• Extract to read:
==============================
First Amendment to Credit Agreement

 

This First Amendment to Credit Agreement (herein, the “Amendment”) is entered into as of August 31, 2020, by and among Lawson Products, Inc., a Delaware corporation (the “Company”), Lawson Products, Inc., an Illinois corporation (“Lawson Illinois”), Baron Divestiture Company, an Illinois corporation (“Baron” and together with the Company and Lawson Illinois, individually, each a “U.S. Borrower” and, collectively, the “U.S. Borrowers”), Lawson Products Canada Inc., a British Columbia corporation (“Lawson Products Canada”) and The Bolt Supply House Ltd., an Alberta corporation (“Bolt Supply” and together with Lawson Products Canada, individually, each a “Canadian Borrower” and, collectively, the “Canadian Borrowers”; the Canadian Borrowers and the U.S. Borrowers, individually, each a “Borrower” and, collectively, the “Borrowers”), the other Loan Parties identified on the signature page hereto, the Lenders identified on the signature pages hereto, and JPMorgan Chase Bank, N.A., individually as a Lender, as an Issuing Bank and as Administrative Agent.

 

Preliminary Statements

 

A.           The Borrowers, the other Loan Parties, the Lenders and the Administrative Agent are parties to that certain Credit Agreement dated as of October 11, 2019 (as amended, restated, supplemented or otherwise modified from time to time, the “Credit Agreement”). All capitalized terms used herein without definition shall have the same meanings herein as such terms have in the Credit Agreement (as amended hereby).

 

B.            The Borrowers have requested that the Administrative Agent and Lenders make certain amendments to the Credit Agreement, as more fully described herein, and the Lenders party hereto are willing to do so under the terms and conditions set forth in this Amendment.
==============================
• Given exercise a: Rescale the part of the rows that opens at their first line and closes with the line containing "182 76 L 185", both ends included. Repeat those lines with the requests unchanged, and multiply every path coordinate in the answers by 2.45, rounding to whole numbers with halves rounded up.
==============================
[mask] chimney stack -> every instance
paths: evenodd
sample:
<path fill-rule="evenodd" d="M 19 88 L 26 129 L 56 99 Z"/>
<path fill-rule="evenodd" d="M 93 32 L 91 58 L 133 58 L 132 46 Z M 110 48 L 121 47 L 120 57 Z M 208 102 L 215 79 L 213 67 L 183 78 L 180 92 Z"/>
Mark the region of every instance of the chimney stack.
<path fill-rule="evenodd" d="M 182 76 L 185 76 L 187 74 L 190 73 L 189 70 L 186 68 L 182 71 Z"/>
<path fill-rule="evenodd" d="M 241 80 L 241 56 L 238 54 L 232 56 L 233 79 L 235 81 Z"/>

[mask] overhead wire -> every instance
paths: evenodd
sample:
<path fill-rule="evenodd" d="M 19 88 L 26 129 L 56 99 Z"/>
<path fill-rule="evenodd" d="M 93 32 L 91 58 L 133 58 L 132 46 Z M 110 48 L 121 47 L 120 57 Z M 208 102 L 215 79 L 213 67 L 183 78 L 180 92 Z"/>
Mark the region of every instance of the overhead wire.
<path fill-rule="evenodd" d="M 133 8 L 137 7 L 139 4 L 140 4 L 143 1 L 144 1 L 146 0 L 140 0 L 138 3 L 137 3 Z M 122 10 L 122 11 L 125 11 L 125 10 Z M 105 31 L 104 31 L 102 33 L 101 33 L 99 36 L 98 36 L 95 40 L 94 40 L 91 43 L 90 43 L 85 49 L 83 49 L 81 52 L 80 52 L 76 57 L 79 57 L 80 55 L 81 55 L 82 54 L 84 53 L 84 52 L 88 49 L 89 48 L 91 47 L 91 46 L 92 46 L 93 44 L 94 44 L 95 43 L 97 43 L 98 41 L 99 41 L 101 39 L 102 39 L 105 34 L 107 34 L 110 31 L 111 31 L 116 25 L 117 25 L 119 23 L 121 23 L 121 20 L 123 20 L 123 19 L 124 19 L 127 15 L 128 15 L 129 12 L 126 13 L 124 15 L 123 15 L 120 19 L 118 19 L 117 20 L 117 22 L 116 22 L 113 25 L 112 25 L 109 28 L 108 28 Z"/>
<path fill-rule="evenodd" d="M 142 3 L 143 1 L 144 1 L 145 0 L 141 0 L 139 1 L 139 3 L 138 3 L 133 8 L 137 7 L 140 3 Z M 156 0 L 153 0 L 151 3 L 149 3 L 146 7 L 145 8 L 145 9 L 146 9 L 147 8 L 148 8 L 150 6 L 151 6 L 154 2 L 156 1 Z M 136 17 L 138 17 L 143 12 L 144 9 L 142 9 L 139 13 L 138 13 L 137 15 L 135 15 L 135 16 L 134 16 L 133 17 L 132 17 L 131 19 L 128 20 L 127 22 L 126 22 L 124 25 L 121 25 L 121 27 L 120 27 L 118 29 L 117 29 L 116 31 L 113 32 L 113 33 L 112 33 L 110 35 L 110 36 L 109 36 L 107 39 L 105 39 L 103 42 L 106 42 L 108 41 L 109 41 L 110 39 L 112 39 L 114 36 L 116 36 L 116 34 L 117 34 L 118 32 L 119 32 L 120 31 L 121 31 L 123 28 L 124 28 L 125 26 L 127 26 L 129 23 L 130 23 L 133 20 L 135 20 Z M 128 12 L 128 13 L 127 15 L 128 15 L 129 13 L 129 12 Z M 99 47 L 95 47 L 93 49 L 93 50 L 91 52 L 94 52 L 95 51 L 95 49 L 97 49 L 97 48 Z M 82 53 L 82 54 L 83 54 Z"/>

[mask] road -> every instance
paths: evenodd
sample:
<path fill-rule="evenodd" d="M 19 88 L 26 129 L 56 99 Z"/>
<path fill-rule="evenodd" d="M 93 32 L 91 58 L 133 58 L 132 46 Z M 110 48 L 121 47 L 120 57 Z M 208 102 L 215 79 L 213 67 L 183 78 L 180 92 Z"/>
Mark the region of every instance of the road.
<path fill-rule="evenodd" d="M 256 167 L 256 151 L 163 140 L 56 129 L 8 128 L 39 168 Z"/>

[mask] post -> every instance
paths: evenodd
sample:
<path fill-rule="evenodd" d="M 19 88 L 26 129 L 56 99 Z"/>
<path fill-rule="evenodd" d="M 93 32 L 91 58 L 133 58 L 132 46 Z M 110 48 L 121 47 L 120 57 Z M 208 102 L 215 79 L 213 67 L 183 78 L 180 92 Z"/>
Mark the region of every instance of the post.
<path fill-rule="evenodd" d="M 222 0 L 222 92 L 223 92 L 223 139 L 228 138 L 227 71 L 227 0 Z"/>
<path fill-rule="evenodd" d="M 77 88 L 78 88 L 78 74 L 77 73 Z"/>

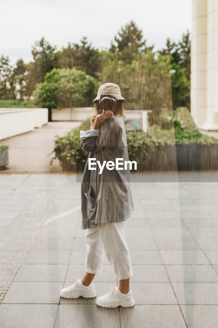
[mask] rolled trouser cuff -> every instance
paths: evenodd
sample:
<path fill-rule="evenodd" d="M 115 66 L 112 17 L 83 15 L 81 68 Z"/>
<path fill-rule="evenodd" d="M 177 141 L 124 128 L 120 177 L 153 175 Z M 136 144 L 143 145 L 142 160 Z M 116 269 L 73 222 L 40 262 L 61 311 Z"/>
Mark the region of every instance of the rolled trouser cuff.
<path fill-rule="evenodd" d="M 102 271 L 102 269 L 88 269 L 85 268 L 86 272 L 88 273 L 92 273 L 93 274 L 96 273 L 100 273 Z"/>
<path fill-rule="evenodd" d="M 129 273 L 127 273 L 126 275 L 122 275 L 122 276 L 118 276 L 117 277 L 119 280 L 124 280 L 125 279 L 129 279 L 133 276 L 133 270 L 131 270 Z"/>

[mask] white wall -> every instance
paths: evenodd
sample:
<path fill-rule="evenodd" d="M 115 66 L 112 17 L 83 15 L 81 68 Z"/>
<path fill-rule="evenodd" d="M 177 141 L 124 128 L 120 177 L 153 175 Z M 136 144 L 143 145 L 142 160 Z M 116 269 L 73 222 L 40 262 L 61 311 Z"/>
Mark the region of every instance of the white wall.
<path fill-rule="evenodd" d="M 89 118 L 95 112 L 93 107 L 78 107 L 74 108 L 52 109 L 52 121 L 83 121 Z"/>
<path fill-rule="evenodd" d="M 0 108 L 0 140 L 41 128 L 47 122 L 47 108 Z"/>
<path fill-rule="evenodd" d="M 60 110 L 52 110 L 52 121 L 83 121 L 89 118 L 95 112 L 94 107 L 81 107 L 76 108 L 63 108 Z M 142 130 L 145 132 L 148 130 L 148 113 L 152 111 L 125 111 L 124 114 L 127 119 L 142 119 Z"/>

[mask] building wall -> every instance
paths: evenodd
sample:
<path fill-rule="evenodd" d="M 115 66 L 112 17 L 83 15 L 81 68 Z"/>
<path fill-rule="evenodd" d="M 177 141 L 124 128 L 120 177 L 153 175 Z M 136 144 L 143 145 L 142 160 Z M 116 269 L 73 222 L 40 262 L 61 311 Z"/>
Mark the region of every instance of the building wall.
<path fill-rule="evenodd" d="M 200 129 L 218 130 L 218 1 L 193 0 L 191 113 Z"/>

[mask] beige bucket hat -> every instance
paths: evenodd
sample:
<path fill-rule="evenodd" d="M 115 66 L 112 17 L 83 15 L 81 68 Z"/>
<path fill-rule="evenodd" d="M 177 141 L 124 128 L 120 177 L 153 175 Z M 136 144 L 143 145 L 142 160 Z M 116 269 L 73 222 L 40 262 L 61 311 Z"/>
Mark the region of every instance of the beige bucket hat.
<path fill-rule="evenodd" d="M 125 100 L 125 98 L 121 95 L 120 89 L 119 86 L 114 83 L 108 82 L 100 85 L 97 93 L 97 96 L 93 101 L 93 102 L 95 102 L 97 100 L 100 100 L 100 96 L 101 94 L 103 94 L 104 93 L 112 94 L 117 100 L 122 100 L 124 102 Z"/>

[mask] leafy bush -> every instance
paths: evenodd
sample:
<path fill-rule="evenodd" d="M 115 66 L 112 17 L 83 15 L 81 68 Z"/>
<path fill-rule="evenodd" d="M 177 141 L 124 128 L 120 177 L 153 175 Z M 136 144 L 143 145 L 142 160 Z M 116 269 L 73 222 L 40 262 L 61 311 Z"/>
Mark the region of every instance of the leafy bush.
<path fill-rule="evenodd" d="M 33 100 L 28 99 L 9 99 L 0 100 L 0 108 L 31 108 L 35 107 Z"/>
<path fill-rule="evenodd" d="M 51 109 L 86 107 L 93 105 L 96 80 L 75 69 L 53 69 L 34 92 L 37 106 Z"/>
<path fill-rule="evenodd" d="M 53 151 L 55 155 L 50 164 L 51 165 L 53 159 L 58 158 L 64 171 L 82 172 L 87 154 L 80 146 L 80 132 L 90 129 L 90 121 L 87 119 L 64 136 L 60 137 L 57 135 Z M 126 134 L 129 160 L 136 161 L 139 171 L 146 169 L 146 163 L 154 152 L 163 149 L 165 146 L 174 145 L 175 142 L 218 143 L 218 139 L 202 134 L 198 130 L 192 131 L 182 128 L 180 122 L 176 119 L 174 127 L 170 129 L 164 129 L 154 124 L 150 126 L 148 122 L 148 132 L 127 131 Z"/>
<path fill-rule="evenodd" d="M 4 150 L 4 149 L 8 149 L 9 148 L 9 146 L 4 146 L 3 145 L 2 145 L 2 146 L 1 146 L 0 147 L 0 150 Z"/>
<path fill-rule="evenodd" d="M 173 121 L 176 142 L 203 144 L 218 143 L 218 139 L 216 138 L 199 132 L 190 112 L 186 107 L 178 107 L 174 111 Z"/>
==============================
• Given exercise b: List every corporation that the credit agreement amendment names as a Borrower, with the jurisdiction it gives for each.

• Exercise answer a:
[mask] chimney stack -> every instance
paths: evenodd
sample:
<path fill-rule="evenodd" d="M 19 88 L 26 129 L 56 99 Z"/>
<path fill-rule="evenodd" d="M 93 32 L 91 58 L 133 58 L 132 46 Z M 110 48 L 121 47 L 120 57 Z M 208 102 L 215 79 L 213 67 L 183 78 L 180 92 Z"/>
Mark the region of every instance of the chimney stack.
<path fill-rule="evenodd" d="M 446 186 L 453 186 L 458 181 L 466 179 L 463 172 L 456 167 L 446 174 Z"/>

• Exercise answer b:
- Lawson Products, Inc., a Delaware corporation
- Lawson Products, Inc., an Illinois corporation
- Baron Divestiture Company, an Illinois corporation
- Lawson Products Canada Inc., a British Columbia corporation
- The Bolt Supply House Ltd., an Alberta corporation